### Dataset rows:

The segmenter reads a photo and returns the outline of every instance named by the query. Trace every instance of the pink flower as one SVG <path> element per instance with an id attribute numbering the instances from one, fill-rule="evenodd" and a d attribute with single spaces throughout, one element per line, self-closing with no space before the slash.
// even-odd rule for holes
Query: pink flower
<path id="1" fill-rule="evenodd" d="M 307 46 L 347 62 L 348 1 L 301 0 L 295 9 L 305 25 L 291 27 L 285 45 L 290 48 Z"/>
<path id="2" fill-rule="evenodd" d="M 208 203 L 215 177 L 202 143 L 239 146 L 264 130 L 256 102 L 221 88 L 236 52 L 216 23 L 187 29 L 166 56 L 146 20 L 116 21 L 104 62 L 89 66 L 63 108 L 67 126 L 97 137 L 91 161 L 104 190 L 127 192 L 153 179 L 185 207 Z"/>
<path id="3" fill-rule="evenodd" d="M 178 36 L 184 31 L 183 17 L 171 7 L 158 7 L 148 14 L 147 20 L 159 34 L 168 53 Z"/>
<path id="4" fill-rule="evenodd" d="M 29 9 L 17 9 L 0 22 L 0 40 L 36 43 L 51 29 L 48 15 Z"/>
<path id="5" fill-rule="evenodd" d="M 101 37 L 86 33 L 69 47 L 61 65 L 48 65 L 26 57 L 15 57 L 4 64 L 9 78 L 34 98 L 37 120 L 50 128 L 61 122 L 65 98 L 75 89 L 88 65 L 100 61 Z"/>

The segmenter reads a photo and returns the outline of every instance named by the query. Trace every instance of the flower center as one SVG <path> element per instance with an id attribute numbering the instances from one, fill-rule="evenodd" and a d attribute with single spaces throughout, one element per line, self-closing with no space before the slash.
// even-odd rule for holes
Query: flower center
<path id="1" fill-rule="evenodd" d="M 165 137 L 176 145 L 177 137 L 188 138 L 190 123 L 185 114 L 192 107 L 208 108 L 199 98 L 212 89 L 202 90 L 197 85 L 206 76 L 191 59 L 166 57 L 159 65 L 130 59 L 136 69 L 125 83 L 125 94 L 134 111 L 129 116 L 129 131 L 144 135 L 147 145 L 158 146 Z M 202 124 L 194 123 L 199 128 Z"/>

### PROBLEM DETAILS:
Reproduce the records above line for line, with no changes.

### EXPECTED ANSWER:
The segmenter reads a photo and returns the outline of every instance named by the query. Trace every instance of the pink flower as one SVG <path> element per instance with an id attribute numbering the instances from one, fill-rule="evenodd" and a d attribute with single spaces throughout, one element per line, self-closing with no space before the slash.
// even-odd rule for holes
Query: pink flower
<path id="1" fill-rule="evenodd" d="M 307 46 L 347 62 L 348 1 L 301 0 L 295 9 L 305 25 L 291 27 L 285 45 L 290 48 Z"/>
<path id="2" fill-rule="evenodd" d="M 208 203 L 215 177 L 202 143 L 239 146 L 264 130 L 256 102 L 221 88 L 236 52 L 216 23 L 187 29 L 166 56 L 146 20 L 116 21 L 104 62 L 89 66 L 63 108 L 67 126 L 97 137 L 91 161 L 104 190 L 127 192 L 153 179 L 185 207 Z"/>
<path id="3" fill-rule="evenodd" d="M 178 36 L 184 31 L 183 17 L 171 7 L 158 7 L 148 14 L 147 20 L 159 34 L 168 53 Z"/>
<path id="4" fill-rule="evenodd" d="M 29 9 L 17 9 L 0 22 L 0 40 L 36 43 L 51 29 L 48 15 Z"/>
<path id="5" fill-rule="evenodd" d="M 101 37 L 86 33 L 69 47 L 61 65 L 48 65 L 26 57 L 15 57 L 4 64 L 9 78 L 34 98 L 37 120 L 50 128 L 61 122 L 65 98 L 75 89 L 88 65 L 100 61 Z"/>

The segmenter reads a photo and returns the outline of every instance named by the query. Trace every instance of the flower center as one SVG <path> element per instance with an id attribute numbering the instances from one, fill-rule="evenodd" and a d attribute with single spaces throughout, one element per line, self-closing with no space before the slash.
// even-odd rule for holes
Query: flower center
<path id="1" fill-rule="evenodd" d="M 165 137 L 176 145 L 177 137 L 188 138 L 190 123 L 185 114 L 192 107 L 208 108 L 199 98 L 212 89 L 202 90 L 197 85 L 206 76 L 191 59 L 166 57 L 159 65 L 130 59 L 136 69 L 125 83 L 125 94 L 134 111 L 129 116 L 129 131 L 144 135 L 147 145 L 158 146 Z M 202 124 L 194 123 L 199 128 Z"/>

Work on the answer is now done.